• THE REQUEST: Count the lines in the rows below that contain the string "flower", treating uppercase and lowercase as different, and give only that number.
»»
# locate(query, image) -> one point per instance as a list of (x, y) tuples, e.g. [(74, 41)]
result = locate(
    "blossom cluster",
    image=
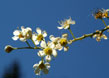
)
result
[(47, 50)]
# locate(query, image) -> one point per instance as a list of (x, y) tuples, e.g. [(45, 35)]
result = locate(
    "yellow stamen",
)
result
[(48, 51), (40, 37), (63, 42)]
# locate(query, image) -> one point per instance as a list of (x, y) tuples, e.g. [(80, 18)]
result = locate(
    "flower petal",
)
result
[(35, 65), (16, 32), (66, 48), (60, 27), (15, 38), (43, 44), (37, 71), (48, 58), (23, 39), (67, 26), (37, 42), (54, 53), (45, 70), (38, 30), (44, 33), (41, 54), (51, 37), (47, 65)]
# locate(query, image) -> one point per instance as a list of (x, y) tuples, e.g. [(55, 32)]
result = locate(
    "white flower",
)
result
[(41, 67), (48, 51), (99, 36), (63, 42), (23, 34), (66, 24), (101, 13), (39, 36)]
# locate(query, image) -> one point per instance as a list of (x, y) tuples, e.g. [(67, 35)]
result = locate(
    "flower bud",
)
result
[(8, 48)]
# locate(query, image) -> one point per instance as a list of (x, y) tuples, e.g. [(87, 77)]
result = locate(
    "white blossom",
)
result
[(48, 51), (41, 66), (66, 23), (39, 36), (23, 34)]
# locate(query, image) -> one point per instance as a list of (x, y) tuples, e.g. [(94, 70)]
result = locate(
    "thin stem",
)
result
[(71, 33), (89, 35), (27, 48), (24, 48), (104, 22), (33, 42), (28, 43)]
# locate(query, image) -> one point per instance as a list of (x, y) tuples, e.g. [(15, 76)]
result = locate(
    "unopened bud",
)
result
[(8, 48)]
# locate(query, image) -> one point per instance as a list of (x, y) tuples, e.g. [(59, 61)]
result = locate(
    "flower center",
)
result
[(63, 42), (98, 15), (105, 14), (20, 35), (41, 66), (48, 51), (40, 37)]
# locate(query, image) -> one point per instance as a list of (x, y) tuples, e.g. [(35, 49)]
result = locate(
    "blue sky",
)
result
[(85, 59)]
««
»»
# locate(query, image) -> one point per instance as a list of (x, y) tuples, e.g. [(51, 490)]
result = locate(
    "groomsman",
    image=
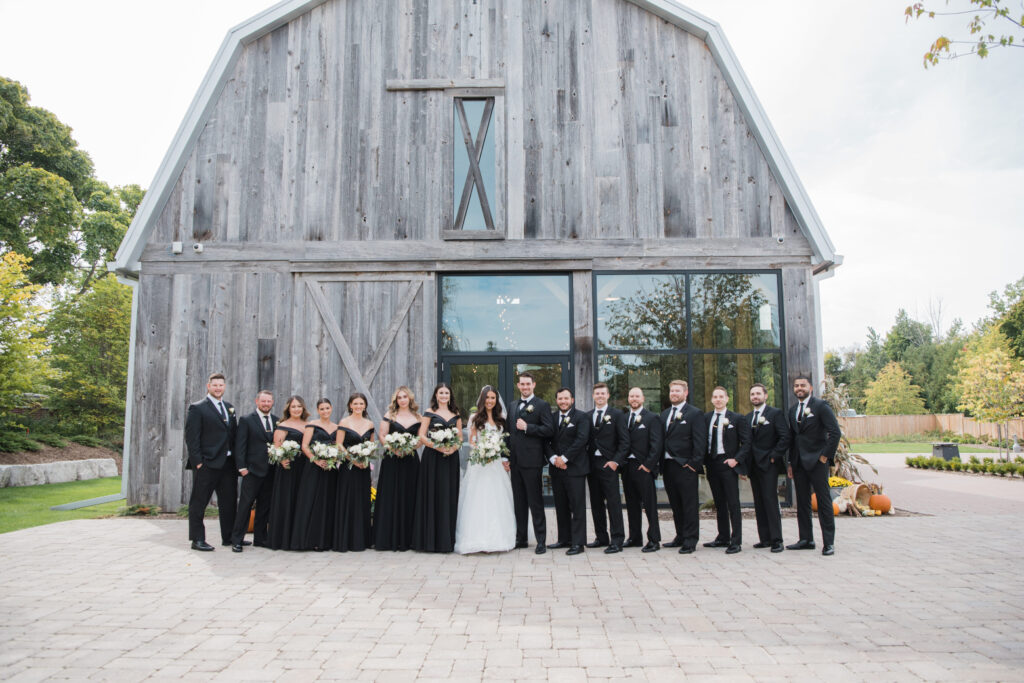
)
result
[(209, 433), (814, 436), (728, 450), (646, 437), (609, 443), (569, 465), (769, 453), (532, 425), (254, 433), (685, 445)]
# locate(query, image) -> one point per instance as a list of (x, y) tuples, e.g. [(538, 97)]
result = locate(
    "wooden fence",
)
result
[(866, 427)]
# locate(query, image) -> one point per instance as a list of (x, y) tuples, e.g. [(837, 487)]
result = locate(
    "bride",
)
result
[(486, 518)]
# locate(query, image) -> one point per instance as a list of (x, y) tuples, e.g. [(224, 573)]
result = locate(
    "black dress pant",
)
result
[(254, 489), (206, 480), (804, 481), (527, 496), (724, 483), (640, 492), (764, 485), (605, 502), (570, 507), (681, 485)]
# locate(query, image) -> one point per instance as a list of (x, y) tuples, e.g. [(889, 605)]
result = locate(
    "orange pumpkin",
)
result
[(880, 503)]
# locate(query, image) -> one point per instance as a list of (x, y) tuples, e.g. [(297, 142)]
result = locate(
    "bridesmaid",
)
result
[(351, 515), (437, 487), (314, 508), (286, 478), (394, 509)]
««
»»
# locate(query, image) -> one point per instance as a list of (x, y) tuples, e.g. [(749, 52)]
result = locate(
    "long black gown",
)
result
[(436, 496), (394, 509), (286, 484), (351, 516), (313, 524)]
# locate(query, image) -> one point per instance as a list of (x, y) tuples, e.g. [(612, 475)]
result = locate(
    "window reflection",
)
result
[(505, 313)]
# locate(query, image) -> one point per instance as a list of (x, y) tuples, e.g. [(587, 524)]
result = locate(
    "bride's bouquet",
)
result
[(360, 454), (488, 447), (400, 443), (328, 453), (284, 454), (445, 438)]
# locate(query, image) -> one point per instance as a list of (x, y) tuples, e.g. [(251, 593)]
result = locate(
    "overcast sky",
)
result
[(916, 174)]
««
• CORRECT ANSWER: 4